_Given records:_

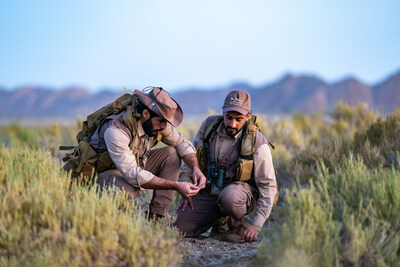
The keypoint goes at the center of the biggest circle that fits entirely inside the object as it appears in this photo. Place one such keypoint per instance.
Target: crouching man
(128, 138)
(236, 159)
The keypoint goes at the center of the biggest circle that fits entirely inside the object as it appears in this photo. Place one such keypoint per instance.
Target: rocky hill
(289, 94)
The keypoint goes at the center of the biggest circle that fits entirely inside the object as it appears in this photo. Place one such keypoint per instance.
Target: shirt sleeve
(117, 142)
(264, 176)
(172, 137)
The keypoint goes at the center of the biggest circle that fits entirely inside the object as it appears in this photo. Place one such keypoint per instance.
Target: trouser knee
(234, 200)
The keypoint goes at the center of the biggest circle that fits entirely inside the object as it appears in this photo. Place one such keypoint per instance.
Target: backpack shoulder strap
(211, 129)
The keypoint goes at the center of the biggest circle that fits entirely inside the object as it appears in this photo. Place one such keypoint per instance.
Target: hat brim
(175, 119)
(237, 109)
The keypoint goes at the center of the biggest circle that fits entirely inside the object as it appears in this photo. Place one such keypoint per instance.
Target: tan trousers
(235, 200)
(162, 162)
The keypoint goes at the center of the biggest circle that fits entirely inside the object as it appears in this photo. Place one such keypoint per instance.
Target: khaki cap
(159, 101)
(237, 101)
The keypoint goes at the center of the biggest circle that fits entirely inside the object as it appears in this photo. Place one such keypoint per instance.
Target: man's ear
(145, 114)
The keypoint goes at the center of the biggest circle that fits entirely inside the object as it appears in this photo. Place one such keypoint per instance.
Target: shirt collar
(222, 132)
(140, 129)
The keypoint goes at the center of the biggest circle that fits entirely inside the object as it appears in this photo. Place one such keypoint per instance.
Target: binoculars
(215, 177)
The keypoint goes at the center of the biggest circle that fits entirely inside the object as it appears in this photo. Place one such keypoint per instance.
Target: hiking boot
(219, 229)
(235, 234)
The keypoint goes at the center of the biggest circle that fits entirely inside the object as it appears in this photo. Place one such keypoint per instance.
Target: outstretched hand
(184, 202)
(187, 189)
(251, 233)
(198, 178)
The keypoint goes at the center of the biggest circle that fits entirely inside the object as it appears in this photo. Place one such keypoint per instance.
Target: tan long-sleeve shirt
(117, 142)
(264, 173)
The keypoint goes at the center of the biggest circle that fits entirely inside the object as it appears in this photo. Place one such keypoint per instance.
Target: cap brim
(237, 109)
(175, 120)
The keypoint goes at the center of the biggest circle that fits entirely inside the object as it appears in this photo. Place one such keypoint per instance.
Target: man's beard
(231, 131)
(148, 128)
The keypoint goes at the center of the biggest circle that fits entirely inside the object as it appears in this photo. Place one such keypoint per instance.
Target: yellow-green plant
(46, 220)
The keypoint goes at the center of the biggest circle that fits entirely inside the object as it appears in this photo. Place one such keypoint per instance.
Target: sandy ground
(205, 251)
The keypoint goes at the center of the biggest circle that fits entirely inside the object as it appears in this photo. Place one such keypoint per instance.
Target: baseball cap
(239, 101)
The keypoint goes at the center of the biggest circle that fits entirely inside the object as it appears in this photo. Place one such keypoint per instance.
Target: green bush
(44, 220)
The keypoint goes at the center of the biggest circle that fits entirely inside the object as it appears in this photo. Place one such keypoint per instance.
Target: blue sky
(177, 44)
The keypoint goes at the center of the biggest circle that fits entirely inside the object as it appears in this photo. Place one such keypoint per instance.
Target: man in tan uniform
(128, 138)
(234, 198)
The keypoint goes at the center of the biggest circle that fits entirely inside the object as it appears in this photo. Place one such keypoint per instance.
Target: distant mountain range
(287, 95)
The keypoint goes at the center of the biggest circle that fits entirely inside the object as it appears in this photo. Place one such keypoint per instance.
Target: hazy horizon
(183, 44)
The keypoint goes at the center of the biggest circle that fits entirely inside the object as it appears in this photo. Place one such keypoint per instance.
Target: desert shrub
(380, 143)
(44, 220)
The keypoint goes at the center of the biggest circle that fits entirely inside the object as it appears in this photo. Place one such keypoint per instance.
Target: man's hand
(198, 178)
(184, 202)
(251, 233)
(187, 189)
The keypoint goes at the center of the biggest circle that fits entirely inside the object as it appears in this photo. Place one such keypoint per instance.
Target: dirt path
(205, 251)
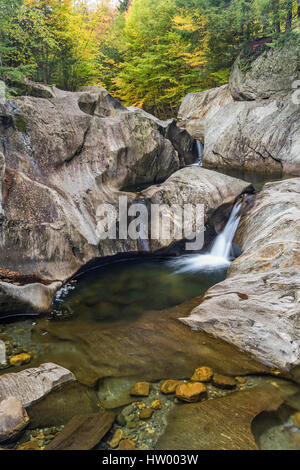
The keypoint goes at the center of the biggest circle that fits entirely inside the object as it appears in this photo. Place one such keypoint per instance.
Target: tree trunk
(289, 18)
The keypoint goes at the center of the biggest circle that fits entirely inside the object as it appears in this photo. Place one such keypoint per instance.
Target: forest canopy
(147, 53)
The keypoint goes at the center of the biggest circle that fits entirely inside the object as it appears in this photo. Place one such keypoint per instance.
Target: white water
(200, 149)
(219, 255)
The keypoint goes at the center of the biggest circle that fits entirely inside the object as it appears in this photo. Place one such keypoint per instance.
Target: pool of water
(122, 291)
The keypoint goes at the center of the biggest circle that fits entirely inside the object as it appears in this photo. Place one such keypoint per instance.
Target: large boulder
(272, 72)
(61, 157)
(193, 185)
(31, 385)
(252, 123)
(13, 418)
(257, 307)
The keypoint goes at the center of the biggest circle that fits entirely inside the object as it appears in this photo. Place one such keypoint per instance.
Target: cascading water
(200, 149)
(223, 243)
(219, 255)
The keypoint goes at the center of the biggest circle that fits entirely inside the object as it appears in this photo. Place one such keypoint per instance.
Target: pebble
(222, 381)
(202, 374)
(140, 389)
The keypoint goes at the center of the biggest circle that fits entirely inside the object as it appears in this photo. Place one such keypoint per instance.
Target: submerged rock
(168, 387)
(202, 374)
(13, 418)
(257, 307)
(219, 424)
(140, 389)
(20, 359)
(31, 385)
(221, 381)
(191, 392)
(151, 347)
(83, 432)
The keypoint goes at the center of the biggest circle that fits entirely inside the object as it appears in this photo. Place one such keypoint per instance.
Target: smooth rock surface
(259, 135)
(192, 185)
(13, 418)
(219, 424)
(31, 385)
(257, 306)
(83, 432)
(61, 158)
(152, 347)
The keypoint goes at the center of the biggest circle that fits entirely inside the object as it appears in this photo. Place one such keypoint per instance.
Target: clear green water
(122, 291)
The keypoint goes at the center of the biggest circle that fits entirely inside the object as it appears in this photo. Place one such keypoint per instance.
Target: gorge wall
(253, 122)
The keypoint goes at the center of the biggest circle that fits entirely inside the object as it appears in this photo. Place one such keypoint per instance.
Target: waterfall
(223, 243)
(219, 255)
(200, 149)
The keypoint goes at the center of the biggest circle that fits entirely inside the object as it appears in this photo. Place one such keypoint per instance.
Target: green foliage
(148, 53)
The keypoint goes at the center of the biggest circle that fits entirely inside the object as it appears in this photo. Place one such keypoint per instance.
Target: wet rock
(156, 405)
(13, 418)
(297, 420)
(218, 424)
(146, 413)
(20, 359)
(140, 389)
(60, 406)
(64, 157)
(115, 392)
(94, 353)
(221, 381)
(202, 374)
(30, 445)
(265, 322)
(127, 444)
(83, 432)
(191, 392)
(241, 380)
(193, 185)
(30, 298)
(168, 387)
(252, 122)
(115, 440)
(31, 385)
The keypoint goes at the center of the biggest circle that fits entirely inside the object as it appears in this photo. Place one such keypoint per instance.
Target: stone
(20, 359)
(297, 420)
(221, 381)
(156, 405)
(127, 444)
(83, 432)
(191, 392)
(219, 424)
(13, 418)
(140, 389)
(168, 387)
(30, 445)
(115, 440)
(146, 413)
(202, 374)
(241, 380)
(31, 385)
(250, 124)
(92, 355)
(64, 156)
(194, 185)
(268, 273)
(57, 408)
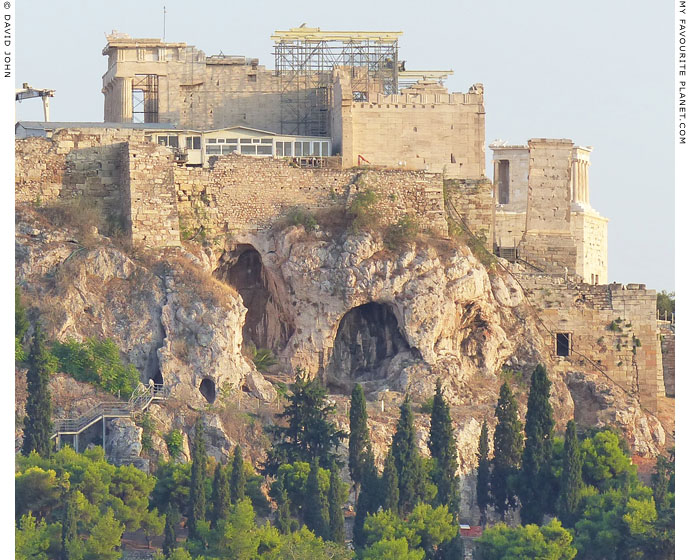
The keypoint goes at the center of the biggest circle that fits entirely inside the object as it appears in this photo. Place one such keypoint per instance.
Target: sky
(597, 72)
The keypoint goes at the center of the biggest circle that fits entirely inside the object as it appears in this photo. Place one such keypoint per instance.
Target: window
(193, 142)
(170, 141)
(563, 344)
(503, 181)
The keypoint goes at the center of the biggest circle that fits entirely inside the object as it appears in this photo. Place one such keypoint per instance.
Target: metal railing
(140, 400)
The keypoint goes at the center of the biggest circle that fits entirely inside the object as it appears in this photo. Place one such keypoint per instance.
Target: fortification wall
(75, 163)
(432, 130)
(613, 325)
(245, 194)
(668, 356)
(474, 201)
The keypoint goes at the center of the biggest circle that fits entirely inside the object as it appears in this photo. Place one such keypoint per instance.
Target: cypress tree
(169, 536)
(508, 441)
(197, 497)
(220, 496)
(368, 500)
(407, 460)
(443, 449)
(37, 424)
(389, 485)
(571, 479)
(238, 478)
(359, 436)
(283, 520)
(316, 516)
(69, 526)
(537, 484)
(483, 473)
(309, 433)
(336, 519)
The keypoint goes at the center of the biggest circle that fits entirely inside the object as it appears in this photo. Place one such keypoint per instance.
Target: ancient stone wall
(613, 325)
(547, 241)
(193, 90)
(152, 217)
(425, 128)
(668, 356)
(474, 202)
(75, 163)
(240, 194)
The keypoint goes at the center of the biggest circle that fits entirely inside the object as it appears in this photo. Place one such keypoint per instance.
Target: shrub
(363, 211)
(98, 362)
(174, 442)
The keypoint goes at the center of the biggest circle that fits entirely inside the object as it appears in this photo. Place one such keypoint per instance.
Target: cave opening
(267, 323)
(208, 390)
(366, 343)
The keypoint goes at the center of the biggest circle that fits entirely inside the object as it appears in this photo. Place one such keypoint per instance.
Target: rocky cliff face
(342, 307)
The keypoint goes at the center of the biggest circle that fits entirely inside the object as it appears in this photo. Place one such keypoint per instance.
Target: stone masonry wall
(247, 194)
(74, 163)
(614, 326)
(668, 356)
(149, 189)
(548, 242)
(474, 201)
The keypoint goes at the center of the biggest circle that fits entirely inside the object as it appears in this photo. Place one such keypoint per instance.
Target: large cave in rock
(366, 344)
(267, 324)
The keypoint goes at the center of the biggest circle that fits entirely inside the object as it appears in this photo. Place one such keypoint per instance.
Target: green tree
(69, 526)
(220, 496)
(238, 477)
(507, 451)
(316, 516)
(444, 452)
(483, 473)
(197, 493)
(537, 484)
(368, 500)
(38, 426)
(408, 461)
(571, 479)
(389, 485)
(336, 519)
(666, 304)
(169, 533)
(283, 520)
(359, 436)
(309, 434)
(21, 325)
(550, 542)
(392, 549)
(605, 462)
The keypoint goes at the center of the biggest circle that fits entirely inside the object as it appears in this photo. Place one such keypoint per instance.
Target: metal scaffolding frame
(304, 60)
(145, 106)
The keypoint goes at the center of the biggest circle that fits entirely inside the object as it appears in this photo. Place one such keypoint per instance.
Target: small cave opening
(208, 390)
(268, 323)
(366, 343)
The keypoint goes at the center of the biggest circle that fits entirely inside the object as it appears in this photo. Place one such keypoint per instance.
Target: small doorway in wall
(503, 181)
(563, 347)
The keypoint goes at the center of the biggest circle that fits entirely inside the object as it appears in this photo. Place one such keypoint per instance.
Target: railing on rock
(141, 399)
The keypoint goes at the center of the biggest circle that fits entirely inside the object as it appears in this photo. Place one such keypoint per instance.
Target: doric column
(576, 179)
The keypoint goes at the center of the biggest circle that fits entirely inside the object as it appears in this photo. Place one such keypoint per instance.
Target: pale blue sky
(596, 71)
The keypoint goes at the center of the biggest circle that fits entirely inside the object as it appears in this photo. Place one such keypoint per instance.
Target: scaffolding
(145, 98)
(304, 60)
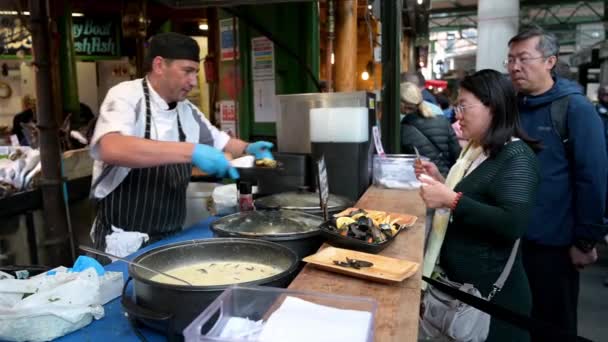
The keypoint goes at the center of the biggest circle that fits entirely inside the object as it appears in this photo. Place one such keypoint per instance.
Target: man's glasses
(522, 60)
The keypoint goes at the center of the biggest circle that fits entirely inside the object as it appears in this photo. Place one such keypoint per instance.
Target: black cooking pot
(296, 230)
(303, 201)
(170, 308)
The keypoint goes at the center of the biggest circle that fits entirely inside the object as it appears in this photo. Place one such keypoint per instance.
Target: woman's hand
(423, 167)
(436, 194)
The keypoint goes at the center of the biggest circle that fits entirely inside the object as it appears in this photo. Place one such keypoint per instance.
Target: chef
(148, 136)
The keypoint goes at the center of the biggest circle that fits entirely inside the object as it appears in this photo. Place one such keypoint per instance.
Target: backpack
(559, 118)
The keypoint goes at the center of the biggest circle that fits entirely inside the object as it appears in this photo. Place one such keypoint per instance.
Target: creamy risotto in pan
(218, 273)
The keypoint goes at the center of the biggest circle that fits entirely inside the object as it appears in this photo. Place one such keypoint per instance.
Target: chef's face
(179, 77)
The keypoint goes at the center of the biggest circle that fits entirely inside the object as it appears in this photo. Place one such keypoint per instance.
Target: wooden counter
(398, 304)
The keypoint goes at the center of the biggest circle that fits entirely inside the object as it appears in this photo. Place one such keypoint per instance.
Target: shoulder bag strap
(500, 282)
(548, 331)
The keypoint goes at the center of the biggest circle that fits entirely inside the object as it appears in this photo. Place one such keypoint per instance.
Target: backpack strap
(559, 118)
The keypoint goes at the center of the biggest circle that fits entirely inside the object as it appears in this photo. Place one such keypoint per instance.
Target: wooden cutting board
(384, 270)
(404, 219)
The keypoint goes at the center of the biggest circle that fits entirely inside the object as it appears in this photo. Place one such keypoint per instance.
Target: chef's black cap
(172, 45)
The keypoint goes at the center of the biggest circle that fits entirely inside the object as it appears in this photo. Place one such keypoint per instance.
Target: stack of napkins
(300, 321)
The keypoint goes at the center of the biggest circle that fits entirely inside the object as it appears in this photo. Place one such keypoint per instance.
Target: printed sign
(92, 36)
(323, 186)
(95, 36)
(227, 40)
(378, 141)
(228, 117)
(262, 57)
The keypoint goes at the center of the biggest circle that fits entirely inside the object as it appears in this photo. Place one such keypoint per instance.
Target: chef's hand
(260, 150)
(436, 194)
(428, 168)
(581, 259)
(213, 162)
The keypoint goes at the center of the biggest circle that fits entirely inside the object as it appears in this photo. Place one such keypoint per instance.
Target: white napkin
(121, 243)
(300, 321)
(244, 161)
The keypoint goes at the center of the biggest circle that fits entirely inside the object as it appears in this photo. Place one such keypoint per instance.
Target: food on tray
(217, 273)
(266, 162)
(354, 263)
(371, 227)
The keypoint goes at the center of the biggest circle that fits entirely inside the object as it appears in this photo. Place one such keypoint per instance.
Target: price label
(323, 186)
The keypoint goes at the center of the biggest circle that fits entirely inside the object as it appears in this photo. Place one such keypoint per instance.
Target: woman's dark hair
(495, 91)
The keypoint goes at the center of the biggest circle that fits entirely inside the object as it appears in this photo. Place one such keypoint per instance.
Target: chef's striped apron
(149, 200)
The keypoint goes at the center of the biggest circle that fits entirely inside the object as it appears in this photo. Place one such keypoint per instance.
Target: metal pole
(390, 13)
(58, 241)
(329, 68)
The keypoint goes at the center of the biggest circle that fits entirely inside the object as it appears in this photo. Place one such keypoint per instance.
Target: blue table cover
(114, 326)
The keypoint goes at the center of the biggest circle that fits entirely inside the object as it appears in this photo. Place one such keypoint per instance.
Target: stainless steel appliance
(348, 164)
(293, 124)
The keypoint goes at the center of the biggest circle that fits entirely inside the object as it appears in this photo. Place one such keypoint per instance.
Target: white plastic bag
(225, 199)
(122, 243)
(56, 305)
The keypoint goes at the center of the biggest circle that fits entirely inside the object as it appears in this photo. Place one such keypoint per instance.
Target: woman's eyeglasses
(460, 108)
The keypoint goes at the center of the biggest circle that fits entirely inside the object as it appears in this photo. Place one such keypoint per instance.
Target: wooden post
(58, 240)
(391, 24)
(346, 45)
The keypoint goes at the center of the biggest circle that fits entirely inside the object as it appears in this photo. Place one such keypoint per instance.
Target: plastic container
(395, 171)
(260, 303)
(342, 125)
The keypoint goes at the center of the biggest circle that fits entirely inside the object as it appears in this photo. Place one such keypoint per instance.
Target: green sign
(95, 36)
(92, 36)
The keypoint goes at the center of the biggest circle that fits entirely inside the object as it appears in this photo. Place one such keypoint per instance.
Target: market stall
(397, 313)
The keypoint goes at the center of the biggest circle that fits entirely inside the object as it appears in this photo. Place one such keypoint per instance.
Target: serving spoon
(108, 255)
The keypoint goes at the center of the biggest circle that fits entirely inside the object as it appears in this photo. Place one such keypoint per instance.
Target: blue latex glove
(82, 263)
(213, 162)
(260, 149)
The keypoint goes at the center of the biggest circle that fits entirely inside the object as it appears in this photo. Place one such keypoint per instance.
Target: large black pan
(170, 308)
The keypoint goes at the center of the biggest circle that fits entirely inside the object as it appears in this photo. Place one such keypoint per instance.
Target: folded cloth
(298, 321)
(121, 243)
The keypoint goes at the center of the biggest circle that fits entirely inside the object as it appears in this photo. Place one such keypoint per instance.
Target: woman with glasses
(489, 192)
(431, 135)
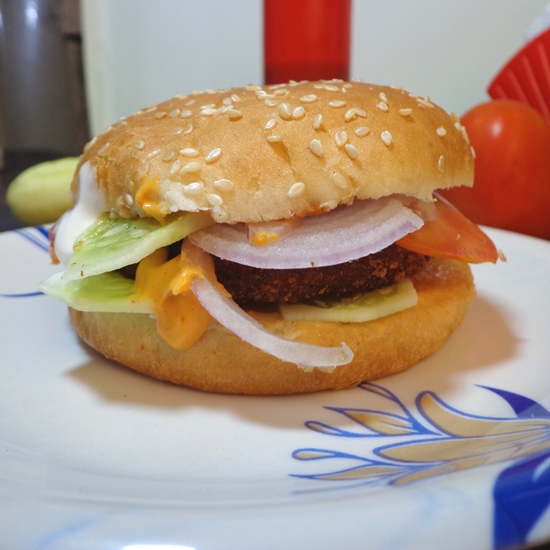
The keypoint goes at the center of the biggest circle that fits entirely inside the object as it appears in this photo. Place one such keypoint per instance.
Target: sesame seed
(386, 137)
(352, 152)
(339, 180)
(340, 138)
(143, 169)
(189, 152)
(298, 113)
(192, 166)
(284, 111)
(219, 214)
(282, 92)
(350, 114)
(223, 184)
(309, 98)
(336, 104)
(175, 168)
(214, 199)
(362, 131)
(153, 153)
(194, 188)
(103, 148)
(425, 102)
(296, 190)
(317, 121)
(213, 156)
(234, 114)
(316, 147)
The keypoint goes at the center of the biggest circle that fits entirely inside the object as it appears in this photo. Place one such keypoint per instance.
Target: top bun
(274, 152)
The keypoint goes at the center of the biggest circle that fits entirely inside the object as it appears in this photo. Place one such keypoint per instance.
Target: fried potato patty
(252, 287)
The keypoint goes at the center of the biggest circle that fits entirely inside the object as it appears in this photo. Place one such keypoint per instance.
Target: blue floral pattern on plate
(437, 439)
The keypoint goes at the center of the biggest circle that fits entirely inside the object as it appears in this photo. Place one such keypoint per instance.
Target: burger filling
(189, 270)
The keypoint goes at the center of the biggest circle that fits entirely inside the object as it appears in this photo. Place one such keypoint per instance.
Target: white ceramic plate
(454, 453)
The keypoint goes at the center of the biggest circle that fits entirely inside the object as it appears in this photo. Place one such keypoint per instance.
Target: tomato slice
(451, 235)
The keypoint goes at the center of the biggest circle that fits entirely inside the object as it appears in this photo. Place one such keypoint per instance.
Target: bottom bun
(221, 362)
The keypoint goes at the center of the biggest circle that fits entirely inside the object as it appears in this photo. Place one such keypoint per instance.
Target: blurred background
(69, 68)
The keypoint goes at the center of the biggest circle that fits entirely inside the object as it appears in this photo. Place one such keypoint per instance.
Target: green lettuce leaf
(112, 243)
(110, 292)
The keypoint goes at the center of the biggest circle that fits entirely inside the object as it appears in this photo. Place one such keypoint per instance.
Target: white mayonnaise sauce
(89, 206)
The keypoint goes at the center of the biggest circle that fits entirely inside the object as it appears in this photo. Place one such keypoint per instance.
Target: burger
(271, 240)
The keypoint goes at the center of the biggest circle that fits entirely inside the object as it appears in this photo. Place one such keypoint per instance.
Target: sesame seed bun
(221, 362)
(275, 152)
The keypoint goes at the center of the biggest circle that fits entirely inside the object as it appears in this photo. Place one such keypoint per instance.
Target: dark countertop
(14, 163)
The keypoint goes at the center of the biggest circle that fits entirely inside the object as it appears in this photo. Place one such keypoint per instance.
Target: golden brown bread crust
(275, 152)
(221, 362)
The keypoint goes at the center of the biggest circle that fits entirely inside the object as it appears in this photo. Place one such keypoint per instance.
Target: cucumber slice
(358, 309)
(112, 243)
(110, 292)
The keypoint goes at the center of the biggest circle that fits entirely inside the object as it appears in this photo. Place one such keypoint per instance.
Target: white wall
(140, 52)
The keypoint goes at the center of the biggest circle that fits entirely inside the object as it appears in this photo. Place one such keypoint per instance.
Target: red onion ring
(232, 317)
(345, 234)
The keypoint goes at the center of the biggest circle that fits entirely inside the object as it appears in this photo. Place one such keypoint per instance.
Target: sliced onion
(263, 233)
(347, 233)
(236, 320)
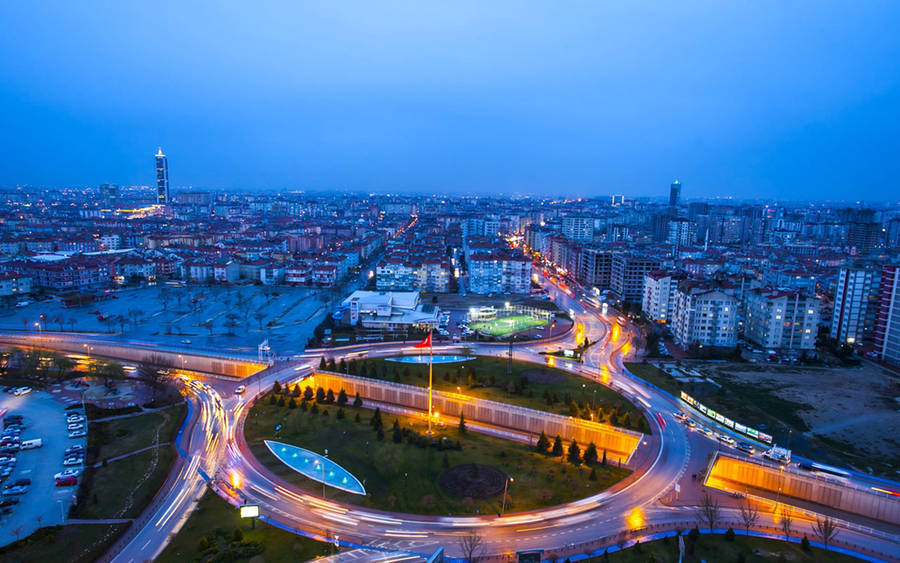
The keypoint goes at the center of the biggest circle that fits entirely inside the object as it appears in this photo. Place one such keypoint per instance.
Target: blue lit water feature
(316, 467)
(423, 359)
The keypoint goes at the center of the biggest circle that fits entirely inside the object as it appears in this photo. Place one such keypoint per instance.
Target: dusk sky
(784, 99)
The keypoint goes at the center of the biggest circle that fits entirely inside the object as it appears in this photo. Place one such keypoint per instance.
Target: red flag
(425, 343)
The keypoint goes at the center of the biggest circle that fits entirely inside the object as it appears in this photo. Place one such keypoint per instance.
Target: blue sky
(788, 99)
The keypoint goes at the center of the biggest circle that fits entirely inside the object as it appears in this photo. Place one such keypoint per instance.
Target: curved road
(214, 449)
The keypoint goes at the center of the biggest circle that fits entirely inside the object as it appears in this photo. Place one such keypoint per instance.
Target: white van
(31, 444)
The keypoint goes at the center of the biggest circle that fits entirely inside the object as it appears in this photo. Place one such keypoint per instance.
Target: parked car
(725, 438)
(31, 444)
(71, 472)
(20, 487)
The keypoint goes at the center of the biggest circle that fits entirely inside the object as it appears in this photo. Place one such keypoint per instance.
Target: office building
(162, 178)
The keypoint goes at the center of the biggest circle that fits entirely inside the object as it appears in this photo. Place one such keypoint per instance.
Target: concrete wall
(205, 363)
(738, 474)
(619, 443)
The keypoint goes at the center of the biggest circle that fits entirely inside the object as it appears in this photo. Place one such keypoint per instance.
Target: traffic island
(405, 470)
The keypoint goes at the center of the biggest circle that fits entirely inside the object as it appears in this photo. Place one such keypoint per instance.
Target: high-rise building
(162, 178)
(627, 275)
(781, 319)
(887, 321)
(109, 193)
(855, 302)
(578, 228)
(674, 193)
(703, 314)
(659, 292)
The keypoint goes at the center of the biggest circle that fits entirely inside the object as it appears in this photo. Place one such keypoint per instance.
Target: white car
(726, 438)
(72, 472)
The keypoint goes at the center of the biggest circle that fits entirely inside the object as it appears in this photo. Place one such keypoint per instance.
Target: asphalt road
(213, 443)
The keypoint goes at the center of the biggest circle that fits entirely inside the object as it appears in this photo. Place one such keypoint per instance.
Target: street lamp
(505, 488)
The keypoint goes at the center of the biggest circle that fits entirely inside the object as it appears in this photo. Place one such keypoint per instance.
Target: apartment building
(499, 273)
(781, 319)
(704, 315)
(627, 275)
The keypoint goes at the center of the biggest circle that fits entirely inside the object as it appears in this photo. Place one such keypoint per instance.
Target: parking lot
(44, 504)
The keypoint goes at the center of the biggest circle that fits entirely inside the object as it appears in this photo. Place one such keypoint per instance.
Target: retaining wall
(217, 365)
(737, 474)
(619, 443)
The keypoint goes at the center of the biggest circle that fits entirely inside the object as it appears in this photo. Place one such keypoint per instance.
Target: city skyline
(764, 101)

_Task item:_ Having found the line that contains "Target: parking lot", set down that line and all the rest through the end of the records, exactly.

_Response:_
Target: parking lot
(44, 504)
The keypoint goes at the center of the biggest circle that fits entirely inside the object as it appears in this photo. Place one such keypoint per instance.
Target: retaining wall
(217, 365)
(737, 474)
(619, 443)
The keypoint goes at the center of the biggest circle that fits entirely inside the object as it appears in this photo. Place one such keypoint per instance.
Target: city skyline
(764, 101)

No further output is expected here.